About Qbasic and its stuff
Introduction
QBasic is an integrated development environment and interpreter for a variety of dialects of BASIC which are based on QuickBASIC. Code entered into the IDE is compiled to an intermediate representation, and this IR is immediately executed on demand within the IDE. It stands for "Quick Beginner’s All-Purpose Symbolic Instruction Code". IT was developed by Bill gates and Paul allen but the actual real design was made by John G. kemeny and Thomas E. kutz at Dartmouth college in 1964. Qbasic is a high level language. It began to gain its popularity in 1990s and was used around the world to teach programming to beginners due to its simplicity and easy to use. The statements of QBASIC are like English words and meanings of those statements. It converts one statement of a program into machine codes at a time.
Features of Qbasic
- Simple and easy to learn the language
- Applicable for use in Business purposes and Mathematical learnings
- Available in every computer from micro to mainframe
- QBASIC has a lot fewer requirements
- Debugging can be easily done
- It checks syntax automatically
thINGS TO KNOW
Character Sets in QBASIC encompass alphabets, numbers, and special symbols permitted within the language. Noteworthy distinctions exist within types:
1) Alphabets: Both capital (A to Z) and lowercase (a to z) letters are permissible for commands and statements. However, data entries mandate exclusive use of uppercase letters (e.g., "CLS," "Td," "Ram").

Image box annotation records:
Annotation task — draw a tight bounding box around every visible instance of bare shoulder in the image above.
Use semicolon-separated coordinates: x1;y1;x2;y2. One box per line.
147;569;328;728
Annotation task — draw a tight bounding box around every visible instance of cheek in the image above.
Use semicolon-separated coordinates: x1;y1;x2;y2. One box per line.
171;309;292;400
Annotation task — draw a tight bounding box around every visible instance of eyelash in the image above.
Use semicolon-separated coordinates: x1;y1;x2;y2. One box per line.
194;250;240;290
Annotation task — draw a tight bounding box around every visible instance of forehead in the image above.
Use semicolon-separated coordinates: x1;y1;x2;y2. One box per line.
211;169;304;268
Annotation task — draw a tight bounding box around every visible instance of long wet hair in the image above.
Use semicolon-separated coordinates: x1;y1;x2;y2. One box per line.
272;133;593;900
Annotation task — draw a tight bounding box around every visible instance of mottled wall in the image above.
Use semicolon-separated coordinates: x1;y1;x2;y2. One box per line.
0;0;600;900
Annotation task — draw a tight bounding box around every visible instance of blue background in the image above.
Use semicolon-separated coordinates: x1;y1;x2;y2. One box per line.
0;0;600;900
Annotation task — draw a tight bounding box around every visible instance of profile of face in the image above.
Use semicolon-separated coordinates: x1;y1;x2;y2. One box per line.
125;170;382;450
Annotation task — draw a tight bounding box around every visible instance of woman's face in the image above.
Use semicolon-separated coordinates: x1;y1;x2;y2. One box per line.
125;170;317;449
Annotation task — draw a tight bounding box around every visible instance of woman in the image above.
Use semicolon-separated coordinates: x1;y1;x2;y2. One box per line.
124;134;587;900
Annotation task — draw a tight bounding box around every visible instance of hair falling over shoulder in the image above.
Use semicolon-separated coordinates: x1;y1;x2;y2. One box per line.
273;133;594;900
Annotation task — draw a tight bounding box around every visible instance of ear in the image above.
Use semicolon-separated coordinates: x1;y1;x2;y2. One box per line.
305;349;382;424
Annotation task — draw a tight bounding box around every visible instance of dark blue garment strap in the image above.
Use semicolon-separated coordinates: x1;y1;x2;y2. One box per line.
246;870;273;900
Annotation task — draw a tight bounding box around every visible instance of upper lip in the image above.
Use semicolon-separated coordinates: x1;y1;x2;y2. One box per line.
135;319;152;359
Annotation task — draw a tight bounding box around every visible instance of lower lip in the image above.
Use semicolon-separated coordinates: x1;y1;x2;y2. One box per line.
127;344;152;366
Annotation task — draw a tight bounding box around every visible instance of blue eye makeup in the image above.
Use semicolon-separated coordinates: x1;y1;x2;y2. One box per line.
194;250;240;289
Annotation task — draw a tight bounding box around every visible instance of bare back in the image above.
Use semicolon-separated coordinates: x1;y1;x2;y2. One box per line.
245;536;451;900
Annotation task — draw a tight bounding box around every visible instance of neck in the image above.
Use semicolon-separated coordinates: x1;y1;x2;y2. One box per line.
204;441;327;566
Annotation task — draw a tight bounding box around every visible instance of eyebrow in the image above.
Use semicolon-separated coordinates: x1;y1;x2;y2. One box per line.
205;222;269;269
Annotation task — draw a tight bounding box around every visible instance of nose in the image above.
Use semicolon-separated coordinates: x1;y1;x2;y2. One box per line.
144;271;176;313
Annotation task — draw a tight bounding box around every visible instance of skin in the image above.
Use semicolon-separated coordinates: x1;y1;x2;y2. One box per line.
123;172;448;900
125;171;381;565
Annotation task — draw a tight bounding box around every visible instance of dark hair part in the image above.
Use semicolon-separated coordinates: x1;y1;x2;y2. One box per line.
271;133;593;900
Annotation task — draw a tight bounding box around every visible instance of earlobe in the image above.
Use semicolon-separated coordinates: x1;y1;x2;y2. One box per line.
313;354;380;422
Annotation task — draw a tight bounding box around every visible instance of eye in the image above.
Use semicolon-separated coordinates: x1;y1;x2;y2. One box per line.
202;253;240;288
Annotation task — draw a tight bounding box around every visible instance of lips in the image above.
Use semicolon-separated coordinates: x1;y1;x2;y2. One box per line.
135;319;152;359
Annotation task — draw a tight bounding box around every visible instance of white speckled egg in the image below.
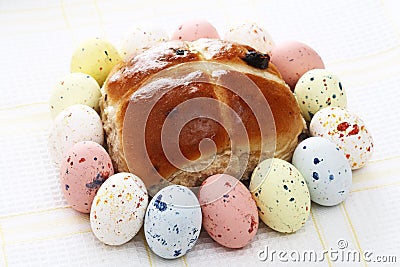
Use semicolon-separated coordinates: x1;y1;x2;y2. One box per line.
49;104;104;166
121;28;169;61
144;185;202;259
310;107;374;170
294;69;347;121
250;158;310;233
90;172;148;245
292;137;352;206
224;22;275;54
50;72;101;118
71;38;121;87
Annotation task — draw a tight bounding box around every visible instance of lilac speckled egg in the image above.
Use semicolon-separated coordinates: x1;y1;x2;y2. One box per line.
144;185;201;259
310;107;374;170
271;41;325;90
199;174;258;248
90;172;149;245
60;141;114;213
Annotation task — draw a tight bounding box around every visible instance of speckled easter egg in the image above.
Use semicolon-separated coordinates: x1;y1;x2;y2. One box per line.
50;72;101;118
310;107;374;170
271;41;325;90
224;22;275;54
171;19;220;41
121;28;169;61
71;38;121;87
294;69;347;121
49;104;104;166
90;172;148;245
60;141;114;213
144;185;201;259
292;137;352;206
250;158;310;233
199;174;258;248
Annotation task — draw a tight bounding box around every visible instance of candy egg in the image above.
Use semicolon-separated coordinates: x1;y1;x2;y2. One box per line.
310;107;374;170
199;174;258;248
292;137;352;206
121;28;169;61
49;104;104;166
224;22;275;54
90;172;148;245
171;19;220;41
294;69;347;121
271;41;325;90
50;72;101;118
60;141;114;213
144;185;201;259
250;158;310;233
71;38;121;86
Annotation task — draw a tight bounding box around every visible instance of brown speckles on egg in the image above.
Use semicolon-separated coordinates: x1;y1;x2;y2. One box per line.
199;175;258;248
90;173;148;245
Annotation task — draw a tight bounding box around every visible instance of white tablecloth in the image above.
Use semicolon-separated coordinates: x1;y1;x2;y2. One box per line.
0;0;400;266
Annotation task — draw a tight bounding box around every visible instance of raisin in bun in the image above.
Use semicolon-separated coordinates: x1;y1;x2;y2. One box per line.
100;39;305;186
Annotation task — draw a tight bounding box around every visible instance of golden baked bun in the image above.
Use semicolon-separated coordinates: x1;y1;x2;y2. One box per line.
100;39;305;189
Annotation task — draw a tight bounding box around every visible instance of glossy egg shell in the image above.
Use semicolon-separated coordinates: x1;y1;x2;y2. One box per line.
144;185;202;259
199;174;258;248
310;107;374;170
71;38;121;87
48;104;104;166
271;41;325;90
90;172;148;245
250;158;310;233
60;141;114;213
292;137;352;206
50;72;101;118
294;69;347;121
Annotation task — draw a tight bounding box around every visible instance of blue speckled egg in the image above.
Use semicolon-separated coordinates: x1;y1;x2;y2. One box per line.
292;137;352;206
144;185;202;259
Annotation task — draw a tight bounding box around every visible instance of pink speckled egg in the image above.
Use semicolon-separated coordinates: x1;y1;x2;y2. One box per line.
271;41;325;91
60;141;114;213
171;19;220;41
199;174;258;248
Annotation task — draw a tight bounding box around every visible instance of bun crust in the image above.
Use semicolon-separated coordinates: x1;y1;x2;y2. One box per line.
100;39;305;186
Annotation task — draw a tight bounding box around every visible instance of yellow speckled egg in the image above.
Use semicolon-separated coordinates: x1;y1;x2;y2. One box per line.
250;158;310;233
294;69;347;121
50;72;101;118
90;172;148;245
71;38;121;86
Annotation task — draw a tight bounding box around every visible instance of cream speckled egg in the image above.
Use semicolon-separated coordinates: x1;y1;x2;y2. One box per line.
310;107;374;170
294;69;347;121
121;28;169;61
90;172;148;245
50;72;101;118
144;185;202;259
71;38;121;87
250;158;310;233
49;104;104;166
224;22;275;54
292;137;352;206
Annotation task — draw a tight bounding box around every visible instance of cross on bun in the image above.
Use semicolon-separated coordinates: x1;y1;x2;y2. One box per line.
100;39;305;187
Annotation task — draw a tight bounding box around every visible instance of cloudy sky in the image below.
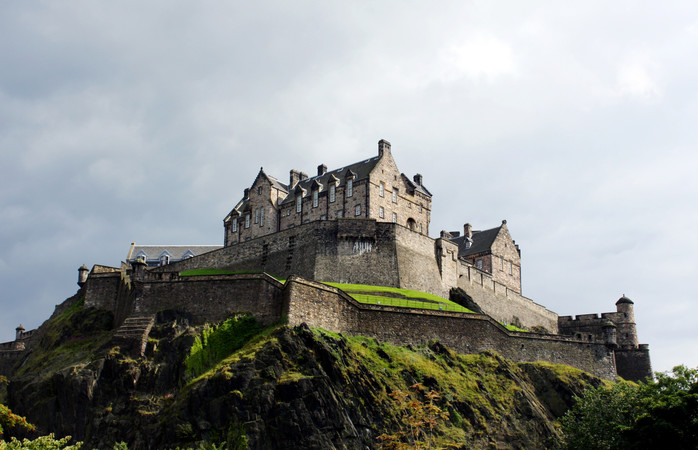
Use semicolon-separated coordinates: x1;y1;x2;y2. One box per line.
0;0;698;370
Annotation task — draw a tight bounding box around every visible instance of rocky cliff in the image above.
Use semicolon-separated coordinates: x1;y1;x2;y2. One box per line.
1;298;602;449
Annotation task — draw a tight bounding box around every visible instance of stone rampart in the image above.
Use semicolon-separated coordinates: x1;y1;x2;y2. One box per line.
286;277;616;379
134;274;283;325
458;261;558;334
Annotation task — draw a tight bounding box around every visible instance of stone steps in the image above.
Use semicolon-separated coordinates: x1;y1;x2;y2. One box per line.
112;314;155;356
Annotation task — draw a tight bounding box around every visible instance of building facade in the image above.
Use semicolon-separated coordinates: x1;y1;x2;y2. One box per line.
223;140;432;247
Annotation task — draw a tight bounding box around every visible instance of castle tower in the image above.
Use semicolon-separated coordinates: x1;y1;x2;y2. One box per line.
78;264;90;287
616;295;638;348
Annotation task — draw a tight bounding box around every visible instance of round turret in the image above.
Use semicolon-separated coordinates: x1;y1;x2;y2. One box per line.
15;325;24;341
614;295;638;348
601;320;618;348
78;264;90;287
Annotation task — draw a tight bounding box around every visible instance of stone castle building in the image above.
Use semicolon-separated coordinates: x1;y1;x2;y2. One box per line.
0;140;652;380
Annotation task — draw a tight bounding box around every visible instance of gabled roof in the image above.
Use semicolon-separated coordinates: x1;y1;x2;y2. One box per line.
126;244;223;261
400;173;432;197
451;226;502;257
280;156;380;204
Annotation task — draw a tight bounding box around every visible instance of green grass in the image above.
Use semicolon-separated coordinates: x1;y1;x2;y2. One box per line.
324;282;473;313
184;316;262;378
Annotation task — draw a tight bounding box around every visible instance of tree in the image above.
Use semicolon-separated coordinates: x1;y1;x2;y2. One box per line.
560;366;698;449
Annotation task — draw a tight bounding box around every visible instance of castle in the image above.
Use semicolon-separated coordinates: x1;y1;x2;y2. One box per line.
0;140;652;380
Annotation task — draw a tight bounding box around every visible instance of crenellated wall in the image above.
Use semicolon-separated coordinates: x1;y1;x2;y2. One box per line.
458;261;558;334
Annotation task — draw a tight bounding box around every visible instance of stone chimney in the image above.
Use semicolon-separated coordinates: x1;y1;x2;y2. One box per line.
463;223;473;239
288;169;301;189
378;139;390;156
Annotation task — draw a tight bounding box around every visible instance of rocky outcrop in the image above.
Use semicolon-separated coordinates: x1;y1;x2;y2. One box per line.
8;298;601;449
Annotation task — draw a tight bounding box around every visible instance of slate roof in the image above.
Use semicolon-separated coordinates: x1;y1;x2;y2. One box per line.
126;244;223;262
280;156;380;205
451;226;502;257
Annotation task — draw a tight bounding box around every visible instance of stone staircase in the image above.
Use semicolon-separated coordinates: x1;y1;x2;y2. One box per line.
112;314;155;356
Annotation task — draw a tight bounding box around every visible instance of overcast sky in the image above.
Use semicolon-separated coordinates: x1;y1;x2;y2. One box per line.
0;0;698;371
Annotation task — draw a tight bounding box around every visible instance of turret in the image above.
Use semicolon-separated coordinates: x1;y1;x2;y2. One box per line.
78;264;90;287
378;139;390;156
616;295;638;348
601;320;618;348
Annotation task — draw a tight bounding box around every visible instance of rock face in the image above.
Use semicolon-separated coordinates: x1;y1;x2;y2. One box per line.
8;298;601;449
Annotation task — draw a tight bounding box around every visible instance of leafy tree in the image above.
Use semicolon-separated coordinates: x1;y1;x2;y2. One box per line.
560;366;698;449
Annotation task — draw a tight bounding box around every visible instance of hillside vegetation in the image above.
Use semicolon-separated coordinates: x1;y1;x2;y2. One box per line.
7;301;602;449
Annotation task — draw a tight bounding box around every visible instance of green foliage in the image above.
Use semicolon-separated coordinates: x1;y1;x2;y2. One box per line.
17;299;114;376
560;366;698;449
324;282;473;313
184;316;262;378
377;383;448;449
0;434;82;450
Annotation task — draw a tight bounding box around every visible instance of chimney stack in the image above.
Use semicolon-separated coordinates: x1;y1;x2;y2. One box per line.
378;139;390;156
463;223;473;239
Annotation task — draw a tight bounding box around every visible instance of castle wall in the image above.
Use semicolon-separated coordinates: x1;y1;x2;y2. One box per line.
286;278;616;379
134;274;283;324
616;344;652;381
458;262;558;334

To-do list:
1. Answer these from the page about QBasic, one line each:
(a) Where and in what year was the design of the language made?
(b) Which listed feature concerns syntax?
(c) What three kinds of items do character sets in QBASIC encompass?
2. Locate every line in the listing that contains the string "bare", and copy each one in full. Case counts.
The page about QBasic and the listing are unrelated material.

Solutions for each task:
1.
(a) At Dartmouth college, in 1964.
(b) It checks syntax automatically.
(c) Alphabets, numbers, and special symbols.

2.
Annotation task — draw a tight bounding box around every visible instance of bare shoulder in the image above.
Annotation task — draw a tight bounding box around every visible instance of bare back in the image above.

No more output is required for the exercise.